[Start EXTRACTED MATERIAL]
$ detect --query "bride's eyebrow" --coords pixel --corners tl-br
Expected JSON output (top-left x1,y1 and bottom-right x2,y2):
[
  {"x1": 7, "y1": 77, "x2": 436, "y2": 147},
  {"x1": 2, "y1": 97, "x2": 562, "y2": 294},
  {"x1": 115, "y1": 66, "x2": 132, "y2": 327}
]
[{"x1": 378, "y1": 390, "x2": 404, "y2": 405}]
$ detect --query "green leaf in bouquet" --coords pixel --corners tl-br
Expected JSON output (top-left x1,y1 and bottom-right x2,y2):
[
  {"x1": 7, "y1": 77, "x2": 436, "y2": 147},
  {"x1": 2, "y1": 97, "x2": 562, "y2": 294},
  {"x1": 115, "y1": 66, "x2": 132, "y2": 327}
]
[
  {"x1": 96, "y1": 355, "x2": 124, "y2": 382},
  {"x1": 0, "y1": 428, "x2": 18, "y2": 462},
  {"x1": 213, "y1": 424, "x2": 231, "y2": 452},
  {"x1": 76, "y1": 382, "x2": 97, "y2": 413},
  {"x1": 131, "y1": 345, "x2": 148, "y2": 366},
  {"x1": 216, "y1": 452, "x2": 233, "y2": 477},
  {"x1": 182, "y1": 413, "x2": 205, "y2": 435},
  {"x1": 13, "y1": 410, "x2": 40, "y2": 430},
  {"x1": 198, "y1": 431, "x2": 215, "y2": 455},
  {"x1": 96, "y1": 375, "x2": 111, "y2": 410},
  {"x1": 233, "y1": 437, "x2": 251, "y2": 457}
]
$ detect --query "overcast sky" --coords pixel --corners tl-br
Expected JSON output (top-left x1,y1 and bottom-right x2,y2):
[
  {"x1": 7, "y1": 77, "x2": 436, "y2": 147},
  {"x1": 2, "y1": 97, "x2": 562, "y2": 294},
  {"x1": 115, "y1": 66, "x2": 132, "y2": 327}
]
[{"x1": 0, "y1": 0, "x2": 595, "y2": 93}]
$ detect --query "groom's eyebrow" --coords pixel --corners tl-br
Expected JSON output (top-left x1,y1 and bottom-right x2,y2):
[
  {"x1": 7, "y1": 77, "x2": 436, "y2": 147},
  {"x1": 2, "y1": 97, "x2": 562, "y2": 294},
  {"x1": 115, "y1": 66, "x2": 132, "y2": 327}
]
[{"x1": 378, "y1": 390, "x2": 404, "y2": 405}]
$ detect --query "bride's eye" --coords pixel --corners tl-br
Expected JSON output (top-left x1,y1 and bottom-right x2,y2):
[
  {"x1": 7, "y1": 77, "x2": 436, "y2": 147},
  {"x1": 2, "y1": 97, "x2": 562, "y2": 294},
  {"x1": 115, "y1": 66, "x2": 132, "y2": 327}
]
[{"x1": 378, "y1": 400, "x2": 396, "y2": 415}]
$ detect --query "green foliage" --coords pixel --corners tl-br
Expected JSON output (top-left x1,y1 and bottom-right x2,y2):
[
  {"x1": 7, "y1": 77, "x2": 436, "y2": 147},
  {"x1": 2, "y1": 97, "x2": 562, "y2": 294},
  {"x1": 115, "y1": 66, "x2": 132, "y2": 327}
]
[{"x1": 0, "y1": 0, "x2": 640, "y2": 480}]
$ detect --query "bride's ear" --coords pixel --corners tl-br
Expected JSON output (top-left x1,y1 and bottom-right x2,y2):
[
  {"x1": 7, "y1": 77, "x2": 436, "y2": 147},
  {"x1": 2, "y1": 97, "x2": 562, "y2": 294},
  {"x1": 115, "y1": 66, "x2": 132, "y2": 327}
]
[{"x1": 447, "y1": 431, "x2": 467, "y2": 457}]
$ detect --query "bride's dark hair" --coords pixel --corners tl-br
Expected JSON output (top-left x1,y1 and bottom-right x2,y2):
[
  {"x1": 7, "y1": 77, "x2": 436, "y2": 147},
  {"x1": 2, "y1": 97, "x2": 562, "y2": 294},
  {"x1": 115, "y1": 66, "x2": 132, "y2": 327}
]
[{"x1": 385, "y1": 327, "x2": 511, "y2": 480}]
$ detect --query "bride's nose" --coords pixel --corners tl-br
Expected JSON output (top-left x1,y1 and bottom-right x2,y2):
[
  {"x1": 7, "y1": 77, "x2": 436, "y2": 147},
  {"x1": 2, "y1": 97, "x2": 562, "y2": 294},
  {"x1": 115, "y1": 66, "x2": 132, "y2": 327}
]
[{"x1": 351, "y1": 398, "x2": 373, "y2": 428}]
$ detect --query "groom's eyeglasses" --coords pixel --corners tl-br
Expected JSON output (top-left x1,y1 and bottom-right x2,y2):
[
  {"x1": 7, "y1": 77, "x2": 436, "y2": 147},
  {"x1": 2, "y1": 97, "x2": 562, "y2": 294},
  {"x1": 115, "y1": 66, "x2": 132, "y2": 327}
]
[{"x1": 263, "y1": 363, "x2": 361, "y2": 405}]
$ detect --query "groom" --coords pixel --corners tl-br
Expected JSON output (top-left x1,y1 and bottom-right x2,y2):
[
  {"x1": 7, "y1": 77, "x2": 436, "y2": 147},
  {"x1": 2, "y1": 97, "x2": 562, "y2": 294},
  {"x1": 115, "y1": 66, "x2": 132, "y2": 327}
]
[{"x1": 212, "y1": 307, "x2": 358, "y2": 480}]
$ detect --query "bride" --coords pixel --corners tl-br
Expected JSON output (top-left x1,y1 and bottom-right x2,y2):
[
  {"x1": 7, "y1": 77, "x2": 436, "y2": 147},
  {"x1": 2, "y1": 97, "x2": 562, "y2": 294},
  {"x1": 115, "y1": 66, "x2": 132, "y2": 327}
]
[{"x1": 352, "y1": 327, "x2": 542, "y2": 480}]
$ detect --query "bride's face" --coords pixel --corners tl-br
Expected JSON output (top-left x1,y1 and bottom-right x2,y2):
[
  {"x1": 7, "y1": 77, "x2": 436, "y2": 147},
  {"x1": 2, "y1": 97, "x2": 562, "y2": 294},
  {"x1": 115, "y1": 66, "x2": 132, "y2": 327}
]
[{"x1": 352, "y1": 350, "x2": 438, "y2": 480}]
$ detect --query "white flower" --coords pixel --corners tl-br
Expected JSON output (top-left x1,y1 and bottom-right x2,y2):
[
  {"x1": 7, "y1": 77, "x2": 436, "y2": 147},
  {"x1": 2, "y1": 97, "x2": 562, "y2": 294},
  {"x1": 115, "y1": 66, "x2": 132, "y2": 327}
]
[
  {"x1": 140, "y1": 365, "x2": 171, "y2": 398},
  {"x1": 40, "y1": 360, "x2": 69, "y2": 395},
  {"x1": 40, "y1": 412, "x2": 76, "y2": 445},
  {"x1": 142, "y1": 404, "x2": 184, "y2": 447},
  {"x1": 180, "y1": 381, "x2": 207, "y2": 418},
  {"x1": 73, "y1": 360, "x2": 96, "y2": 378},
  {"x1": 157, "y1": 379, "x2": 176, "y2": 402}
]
[End EXTRACTED MATERIAL]
THE REQUEST:
Please count the lines in the records above that contain the string "eyebrow", matching case exactly, and reply with only that number.

OUTPUT FOR THIS EXERCISE:
2